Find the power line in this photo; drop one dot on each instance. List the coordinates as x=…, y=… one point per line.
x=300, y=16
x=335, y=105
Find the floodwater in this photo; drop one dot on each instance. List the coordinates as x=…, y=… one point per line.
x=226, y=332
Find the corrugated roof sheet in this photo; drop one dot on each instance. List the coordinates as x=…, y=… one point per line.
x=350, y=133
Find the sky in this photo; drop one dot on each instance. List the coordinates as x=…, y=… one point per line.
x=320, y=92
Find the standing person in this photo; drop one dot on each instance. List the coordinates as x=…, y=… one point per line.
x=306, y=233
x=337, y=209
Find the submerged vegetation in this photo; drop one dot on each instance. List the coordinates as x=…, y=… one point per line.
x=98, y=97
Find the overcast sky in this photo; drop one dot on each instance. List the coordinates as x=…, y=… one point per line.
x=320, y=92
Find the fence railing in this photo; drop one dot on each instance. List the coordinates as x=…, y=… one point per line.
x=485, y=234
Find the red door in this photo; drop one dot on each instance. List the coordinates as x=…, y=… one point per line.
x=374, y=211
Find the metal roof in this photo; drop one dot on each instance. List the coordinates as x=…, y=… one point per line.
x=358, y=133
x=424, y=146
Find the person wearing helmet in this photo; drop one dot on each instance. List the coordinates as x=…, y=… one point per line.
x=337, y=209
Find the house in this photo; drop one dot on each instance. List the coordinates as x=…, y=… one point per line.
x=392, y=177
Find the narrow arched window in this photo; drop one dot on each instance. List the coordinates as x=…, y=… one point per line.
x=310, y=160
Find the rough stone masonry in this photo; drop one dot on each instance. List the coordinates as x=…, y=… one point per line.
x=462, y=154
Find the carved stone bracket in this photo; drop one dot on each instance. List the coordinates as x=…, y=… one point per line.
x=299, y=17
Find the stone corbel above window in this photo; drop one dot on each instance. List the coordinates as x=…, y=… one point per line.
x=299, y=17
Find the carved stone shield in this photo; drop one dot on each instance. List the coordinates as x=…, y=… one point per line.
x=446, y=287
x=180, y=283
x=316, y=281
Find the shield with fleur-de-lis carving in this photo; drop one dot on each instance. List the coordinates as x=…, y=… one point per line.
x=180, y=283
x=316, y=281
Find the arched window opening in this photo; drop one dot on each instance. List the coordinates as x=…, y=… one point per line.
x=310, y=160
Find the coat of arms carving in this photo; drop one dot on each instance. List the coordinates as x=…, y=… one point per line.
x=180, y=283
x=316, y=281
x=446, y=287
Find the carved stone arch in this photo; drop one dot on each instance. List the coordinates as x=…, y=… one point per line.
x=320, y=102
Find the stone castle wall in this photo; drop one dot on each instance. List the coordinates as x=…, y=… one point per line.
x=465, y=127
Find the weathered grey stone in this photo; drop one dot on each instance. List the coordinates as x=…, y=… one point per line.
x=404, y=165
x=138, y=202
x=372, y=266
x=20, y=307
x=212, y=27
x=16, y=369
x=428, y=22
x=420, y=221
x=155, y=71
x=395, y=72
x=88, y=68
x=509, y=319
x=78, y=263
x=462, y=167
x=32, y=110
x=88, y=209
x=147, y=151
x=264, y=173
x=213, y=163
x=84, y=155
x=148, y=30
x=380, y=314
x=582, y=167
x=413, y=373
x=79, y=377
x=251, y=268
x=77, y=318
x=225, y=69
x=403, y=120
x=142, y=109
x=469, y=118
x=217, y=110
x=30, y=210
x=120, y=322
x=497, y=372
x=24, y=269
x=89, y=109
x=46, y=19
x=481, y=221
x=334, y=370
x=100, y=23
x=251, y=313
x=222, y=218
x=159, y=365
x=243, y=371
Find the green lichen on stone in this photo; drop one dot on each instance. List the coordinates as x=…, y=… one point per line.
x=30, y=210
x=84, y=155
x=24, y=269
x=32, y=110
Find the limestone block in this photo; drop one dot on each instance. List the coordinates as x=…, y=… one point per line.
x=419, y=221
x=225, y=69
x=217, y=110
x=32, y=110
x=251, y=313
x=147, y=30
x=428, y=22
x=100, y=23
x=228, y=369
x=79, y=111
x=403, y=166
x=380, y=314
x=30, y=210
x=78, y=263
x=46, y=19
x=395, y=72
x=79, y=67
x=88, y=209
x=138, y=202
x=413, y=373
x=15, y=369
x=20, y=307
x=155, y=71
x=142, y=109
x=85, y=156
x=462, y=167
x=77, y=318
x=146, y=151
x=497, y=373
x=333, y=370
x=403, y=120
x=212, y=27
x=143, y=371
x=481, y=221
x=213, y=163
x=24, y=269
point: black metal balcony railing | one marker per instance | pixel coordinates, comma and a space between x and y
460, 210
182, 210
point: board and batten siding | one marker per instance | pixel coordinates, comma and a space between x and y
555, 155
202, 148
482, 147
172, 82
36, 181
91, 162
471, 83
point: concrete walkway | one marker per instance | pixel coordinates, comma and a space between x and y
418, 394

------

Problem to solve
Set down only these lines, exactly: the one containing "Find the green" and each line after it through the end of the entries above.

Written answer
Find the green lichen on stone in this photo; drop one dot on each instance. List the coordinates as x=…, y=… one point per line.
x=30, y=210
x=84, y=155
x=24, y=269
x=32, y=110
Find the limestone block in this photo; drop one dot on each instance. List the coordinates as x=…, y=… one point per line.
x=419, y=221
x=225, y=69
x=217, y=110
x=32, y=110
x=251, y=313
x=147, y=30
x=428, y=22
x=100, y=23
x=228, y=369
x=79, y=111
x=403, y=166
x=380, y=314
x=30, y=210
x=78, y=263
x=46, y=19
x=395, y=72
x=79, y=67
x=88, y=209
x=138, y=202
x=413, y=373
x=15, y=369
x=20, y=307
x=155, y=71
x=142, y=109
x=85, y=156
x=462, y=167
x=77, y=318
x=146, y=151
x=497, y=373
x=333, y=370
x=403, y=120
x=212, y=27
x=143, y=371
x=481, y=221
x=213, y=163
x=24, y=269
point: black metal balcony railing | one marker per instance | pixel coordinates, comma and a space between x and y
460, 210
182, 210
point: board and batten siding | one marker per instance | pixel coordinates, comma and a space between x and y
555, 155
202, 148
482, 147
172, 82
36, 181
91, 162
471, 83
point: concrete walkway | one marker per instance | pixel coordinates, comma and a space between x and y
418, 394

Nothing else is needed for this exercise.